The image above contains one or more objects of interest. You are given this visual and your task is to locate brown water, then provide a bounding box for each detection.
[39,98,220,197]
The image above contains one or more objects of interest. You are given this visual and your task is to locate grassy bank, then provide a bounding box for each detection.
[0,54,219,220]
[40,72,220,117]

##########

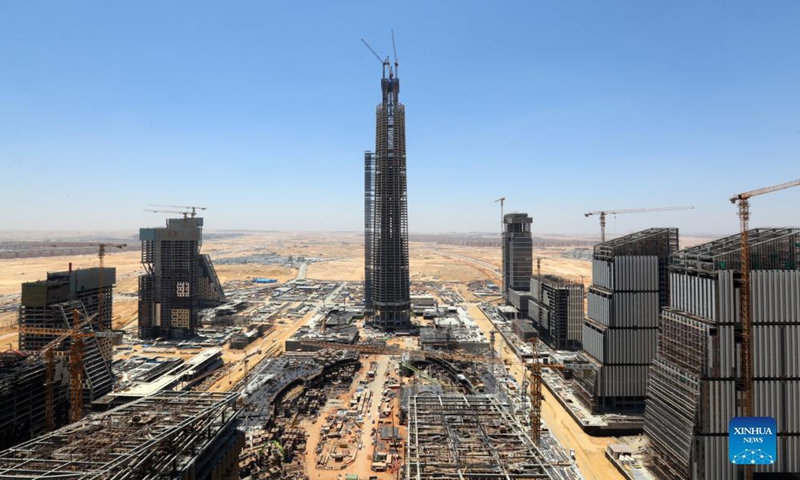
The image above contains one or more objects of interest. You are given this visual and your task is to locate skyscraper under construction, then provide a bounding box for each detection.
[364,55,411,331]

##########

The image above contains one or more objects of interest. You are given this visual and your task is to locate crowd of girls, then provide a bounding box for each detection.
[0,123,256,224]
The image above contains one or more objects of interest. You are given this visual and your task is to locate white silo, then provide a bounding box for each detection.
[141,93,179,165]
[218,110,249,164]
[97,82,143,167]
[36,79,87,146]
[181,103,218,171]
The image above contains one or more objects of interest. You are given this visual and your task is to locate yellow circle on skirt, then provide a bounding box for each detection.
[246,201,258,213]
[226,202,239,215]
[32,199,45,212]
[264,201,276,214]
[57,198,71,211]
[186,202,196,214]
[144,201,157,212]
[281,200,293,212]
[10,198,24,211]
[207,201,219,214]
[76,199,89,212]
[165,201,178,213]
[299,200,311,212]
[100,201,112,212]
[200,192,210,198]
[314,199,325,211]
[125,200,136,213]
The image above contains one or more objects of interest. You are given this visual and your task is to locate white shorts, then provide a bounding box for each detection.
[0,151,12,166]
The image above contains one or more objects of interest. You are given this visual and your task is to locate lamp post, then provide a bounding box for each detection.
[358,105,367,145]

##########

> TASK PROMPT
Write out again the part of the records above that opens with the line containing "white silo, then" and closes with the line containing "[181,103,218,171]", both lines included. Keep the request line word for word, but shift every bounding-box coordinate up by 110.

> RESULT FOR THIS EXERCISE
The image above contains one or more objects of interest. You are given this visual and your task is to locate white silo, then provide a bounding box for each detection.
[251,203,289,275]
[328,220,359,274]
[207,192,253,277]
[146,189,197,256]
[291,213,328,281]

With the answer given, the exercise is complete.